(Yang Dikerjakan)
• a. Ambil setiap baris data di bawah yang mengandung kata "stainless", lalu salin baris-baris itu.
• b. Lanjutkan teks tentang perkembangan blockchain di bawah ini, dimulai setelah kalimat terakhirnya.

(Teks Bacaan)
Pada tahun 2015, peluncuran jaringan utama Ethereum membuka era baru kontrak pintar dalam teknologi blockchain, serta meletakkan dasar bagi aplikasi beragam di luar Bitcoin. Sejak saat itu, blockchain tidak lagi hanya menjadi teknologi buku besar terdistribusi di belakang Bitcoin, tetapi juga memuat lebih banyak harapan akan "desentralisasi", "kolaborasi yang dapat dipercaya", dan lain-lain.
Berkat keselarasan alami antara blockchain dan aliran dana, sektor keuangan tradisional mulai terlebih dahulu memperhatikan dan mencoba menggunakannya untuk mengoptimalkan proses seperti penyelesaian dan kliring dana. Laporan dari Forum Ekonomi Dunia (WEF) pada tahun 2015 menunjukkan bahwa institusi seperti Goldman Sachs, JPMorgan, London Stock Exchange Group, Wells Fargo, dan State Street Bank semuanya menunjukkan minat yang besar terhadap teknologi blockchain, dengan fokus mengeksplorasi aplikasinya dalam tahap penyelesaian. Pada akhir tahun 2017, IBM meluncurkan proyek kolaborasi blockchain yang mencakup berbagai bidang seperti pembayaran lintas batas, pendidikan, keamanan pangan, identifikasi, asuransi, dan pengiriman, dan menunjukkan bahwa semakin banyak industri akan langsung terpengaruh oleh blockchain di masa depan.

(Bahan yang Disediakan)
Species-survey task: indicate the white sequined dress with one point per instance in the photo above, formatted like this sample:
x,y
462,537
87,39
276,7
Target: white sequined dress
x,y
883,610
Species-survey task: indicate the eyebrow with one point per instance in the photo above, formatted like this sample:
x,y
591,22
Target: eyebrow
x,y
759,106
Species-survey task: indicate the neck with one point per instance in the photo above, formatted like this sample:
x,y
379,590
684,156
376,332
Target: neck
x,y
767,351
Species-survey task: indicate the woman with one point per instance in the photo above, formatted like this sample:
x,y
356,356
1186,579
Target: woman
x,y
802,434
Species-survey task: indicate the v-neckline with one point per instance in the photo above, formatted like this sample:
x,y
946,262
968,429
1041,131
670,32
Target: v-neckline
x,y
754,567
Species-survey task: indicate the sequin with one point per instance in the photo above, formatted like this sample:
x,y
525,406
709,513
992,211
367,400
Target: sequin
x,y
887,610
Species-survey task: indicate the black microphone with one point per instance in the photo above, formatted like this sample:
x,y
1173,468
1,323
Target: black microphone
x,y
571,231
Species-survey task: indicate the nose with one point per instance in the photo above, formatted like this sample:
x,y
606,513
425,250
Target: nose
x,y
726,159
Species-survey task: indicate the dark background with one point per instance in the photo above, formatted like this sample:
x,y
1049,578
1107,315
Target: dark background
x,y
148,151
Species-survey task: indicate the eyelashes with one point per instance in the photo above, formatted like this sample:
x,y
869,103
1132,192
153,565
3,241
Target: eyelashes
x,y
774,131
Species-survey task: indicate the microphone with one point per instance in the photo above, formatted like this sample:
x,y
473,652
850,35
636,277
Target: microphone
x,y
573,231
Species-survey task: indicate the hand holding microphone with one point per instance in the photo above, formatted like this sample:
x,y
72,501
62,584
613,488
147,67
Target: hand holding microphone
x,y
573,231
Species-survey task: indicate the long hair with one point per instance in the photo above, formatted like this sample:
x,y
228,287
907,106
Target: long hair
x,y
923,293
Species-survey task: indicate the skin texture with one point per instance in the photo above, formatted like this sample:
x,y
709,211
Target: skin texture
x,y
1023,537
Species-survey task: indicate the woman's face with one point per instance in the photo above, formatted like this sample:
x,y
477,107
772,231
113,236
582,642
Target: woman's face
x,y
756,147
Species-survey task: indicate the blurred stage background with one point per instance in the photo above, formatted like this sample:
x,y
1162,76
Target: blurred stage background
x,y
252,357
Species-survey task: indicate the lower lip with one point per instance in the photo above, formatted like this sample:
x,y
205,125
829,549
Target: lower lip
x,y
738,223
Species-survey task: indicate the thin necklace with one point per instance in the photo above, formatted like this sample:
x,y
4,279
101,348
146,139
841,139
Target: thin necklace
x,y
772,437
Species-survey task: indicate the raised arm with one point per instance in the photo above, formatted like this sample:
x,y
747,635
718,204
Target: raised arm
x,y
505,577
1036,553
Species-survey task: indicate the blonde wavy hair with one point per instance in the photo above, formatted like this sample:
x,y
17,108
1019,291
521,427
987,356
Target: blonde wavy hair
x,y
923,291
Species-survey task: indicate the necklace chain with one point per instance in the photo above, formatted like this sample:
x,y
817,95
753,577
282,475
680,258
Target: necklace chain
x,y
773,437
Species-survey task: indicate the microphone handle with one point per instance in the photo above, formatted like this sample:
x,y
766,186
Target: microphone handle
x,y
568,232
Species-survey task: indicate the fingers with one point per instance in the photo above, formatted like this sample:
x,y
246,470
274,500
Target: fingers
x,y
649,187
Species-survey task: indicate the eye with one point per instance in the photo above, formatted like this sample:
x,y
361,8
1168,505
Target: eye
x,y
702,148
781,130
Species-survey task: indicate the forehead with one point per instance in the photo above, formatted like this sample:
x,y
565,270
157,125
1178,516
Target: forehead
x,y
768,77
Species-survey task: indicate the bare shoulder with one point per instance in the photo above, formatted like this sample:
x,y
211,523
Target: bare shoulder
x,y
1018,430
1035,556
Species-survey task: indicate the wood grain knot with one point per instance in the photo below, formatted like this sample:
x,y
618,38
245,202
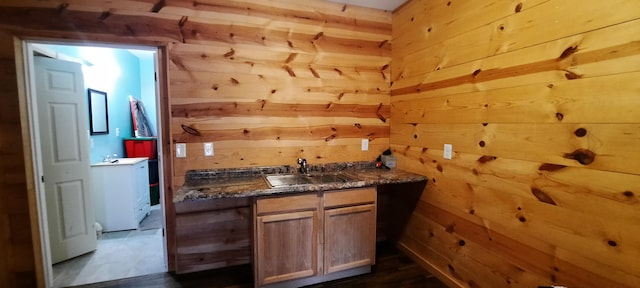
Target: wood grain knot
x,y
542,196
486,158
583,156
519,7
568,52
289,70
550,167
572,75
158,6
450,228
190,130
580,132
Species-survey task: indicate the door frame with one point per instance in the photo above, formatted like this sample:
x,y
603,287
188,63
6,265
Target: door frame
x,y
25,74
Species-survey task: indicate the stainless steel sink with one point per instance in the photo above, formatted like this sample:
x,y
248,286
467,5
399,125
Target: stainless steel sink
x,y
287,180
283,180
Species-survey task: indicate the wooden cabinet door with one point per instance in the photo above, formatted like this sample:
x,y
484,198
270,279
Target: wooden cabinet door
x,y
287,246
350,237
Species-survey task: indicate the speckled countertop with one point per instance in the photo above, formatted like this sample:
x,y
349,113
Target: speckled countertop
x,y
249,182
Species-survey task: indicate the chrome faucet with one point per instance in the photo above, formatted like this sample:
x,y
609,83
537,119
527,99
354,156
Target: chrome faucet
x,y
303,165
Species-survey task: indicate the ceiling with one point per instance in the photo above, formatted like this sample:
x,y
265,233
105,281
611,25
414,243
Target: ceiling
x,y
388,5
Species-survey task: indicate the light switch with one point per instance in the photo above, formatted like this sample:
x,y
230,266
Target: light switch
x,y
448,151
365,144
181,150
208,149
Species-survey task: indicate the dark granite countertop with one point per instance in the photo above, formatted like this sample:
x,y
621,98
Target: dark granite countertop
x,y
249,182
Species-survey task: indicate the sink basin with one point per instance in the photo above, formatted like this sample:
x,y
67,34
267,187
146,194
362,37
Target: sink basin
x,y
283,180
287,180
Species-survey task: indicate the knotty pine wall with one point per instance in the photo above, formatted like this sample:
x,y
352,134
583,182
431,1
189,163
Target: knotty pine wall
x,y
541,101
266,81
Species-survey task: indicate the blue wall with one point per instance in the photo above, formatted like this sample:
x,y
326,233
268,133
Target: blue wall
x,y
120,74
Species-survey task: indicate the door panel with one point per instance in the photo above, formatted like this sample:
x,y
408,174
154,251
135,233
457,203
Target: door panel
x,y
71,206
65,157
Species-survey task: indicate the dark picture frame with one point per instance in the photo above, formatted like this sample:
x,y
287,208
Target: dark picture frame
x,y
98,112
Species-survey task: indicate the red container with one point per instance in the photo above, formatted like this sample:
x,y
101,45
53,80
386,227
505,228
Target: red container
x,y
140,147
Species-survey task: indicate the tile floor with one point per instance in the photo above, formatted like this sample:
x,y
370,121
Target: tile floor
x,y
121,254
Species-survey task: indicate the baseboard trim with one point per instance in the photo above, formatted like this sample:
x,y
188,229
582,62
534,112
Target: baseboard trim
x,y
321,278
444,277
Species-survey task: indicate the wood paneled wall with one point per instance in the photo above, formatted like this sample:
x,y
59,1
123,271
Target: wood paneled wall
x,y
540,100
265,81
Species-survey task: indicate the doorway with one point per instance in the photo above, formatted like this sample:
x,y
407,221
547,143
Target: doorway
x,y
113,259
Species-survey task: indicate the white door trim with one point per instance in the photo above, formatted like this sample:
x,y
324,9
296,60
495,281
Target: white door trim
x,y
25,58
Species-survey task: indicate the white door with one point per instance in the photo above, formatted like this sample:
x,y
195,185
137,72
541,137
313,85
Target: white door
x,y
62,114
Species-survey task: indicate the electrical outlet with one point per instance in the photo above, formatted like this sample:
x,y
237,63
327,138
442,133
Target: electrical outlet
x,y
365,144
208,149
181,150
448,151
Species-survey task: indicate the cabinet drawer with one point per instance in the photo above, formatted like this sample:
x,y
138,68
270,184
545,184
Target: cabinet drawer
x,y
349,197
287,203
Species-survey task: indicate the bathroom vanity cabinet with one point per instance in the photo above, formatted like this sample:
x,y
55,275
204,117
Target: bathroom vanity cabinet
x,y
120,193
310,238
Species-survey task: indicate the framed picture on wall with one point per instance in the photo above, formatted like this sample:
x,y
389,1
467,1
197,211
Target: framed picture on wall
x,y
98,112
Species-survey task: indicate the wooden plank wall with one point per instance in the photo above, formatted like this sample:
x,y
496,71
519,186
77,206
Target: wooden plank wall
x,y
266,81
541,101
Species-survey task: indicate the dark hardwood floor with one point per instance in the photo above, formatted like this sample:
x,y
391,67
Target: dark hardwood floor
x,y
393,269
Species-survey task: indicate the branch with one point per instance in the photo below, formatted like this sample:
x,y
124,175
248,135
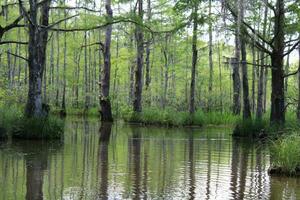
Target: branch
x,y
292,73
60,21
92,44
13,42
18,56
292,49
75,8
116,22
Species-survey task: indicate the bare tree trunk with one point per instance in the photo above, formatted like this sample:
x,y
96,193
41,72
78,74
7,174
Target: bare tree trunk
x,y
194,61
106,114
63,104
220,78
57,70
236,68
210,82
166,78
260,86
148,51
86,84
246,102
298,107
254,69
37,55
137,103
277,97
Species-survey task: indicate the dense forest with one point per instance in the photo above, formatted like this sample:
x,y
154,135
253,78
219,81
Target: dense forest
x,y
107,81
226,56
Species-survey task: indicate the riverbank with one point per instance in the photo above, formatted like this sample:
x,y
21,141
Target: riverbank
x,y
285,155
14,125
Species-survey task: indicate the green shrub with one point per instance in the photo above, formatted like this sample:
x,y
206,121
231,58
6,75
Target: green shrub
x,y
38,128
285,155
250,128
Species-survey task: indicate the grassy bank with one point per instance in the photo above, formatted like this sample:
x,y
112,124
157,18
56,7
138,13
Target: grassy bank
x,y
262,128
285,155
13,124
169,117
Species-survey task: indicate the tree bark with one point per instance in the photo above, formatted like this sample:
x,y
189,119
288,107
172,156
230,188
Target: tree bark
x,y
63,104
260,86
194,61
36,59
210,82
298,107
106,114
277,96
148,51
137,103
245,84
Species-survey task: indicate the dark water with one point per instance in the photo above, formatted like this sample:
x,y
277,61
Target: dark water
x,y
131,162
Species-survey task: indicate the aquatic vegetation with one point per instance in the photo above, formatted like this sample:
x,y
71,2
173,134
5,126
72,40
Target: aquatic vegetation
x,y
250,128
285,155
171,117
8,116
50,127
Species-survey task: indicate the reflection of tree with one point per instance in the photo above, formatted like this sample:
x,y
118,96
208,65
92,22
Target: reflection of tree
x,y
191,167
36,161
234,168
239,167
208,169
105,132
136,162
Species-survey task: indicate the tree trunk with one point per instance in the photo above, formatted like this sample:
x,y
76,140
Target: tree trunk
x,y
254,70
277,97
37,55
63,104
137,103
246,102
148,51
194,62
106,115
236,68
260,86
210,82
298,108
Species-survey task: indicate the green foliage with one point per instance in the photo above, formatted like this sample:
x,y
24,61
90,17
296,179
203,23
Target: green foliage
x,y
171,117
250,128
8,116
38,128
285,155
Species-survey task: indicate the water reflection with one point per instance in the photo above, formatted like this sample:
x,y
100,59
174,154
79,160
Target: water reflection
x,y
131,162
105,133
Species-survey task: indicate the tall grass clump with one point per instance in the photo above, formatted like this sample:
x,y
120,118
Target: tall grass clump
x,y
285,155
47,128
250,128
215,118
156,116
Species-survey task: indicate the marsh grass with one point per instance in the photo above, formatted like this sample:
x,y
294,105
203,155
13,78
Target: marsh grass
x,y
250,128
14,124
38,128
285,155
170,117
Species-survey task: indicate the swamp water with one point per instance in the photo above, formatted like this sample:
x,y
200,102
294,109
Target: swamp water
x,y
131,162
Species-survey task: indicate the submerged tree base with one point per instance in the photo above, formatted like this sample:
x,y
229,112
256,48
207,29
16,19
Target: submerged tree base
x,y
3,134
49,128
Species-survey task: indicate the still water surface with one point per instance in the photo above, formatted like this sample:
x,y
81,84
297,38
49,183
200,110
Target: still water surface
x,y
131,162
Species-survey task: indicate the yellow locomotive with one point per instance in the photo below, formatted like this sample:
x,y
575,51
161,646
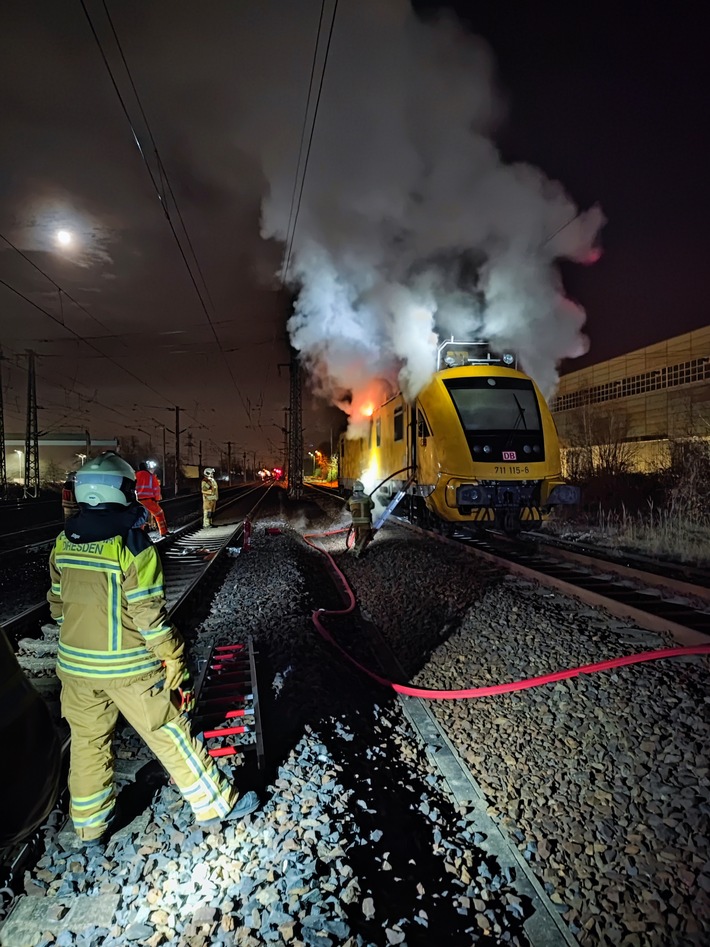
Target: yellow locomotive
x,y
479,442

(Kunci Jawaban)
• a.
Species-survey task: indicate the stainless steel sink with one point per instance in the photo above, formatted like this sample:
Target: stainless steel sink

• b.
Fakta juga seperti yang dikatakan oleh IBM, antara 2017 dan 2021, berbagai industri meluncurkan gelombang "inovasi blockchain". Pada tahun 2018, PricewaterhouseCoopers (PWC) melakukan survei terhadap 600 eksekutif di 15 wilayah global, lebih dari 84% responden menyatakan bahwa perusahaan telah terlibat dalam bidang blockchain hingga tingkat tertentu—"semua orang berbicara tentang blockchain, tidak ada yang ingin tertinggal". Namun, eksplorasi ini sebagian besar terfokus pada "buku besar yang diizinkan", yang pada dasarnya menggunakan blockchain untuk mewujudkan berbagi dan pelacakan data di dalam perusahaan atau antara mitra. Namun, terbatas oleh infrastruktur digital perusahaan yang ada dan kekurangan tata kelola blockchain, potensi teknologi sulit untuk sepenuhnya dilepaskan.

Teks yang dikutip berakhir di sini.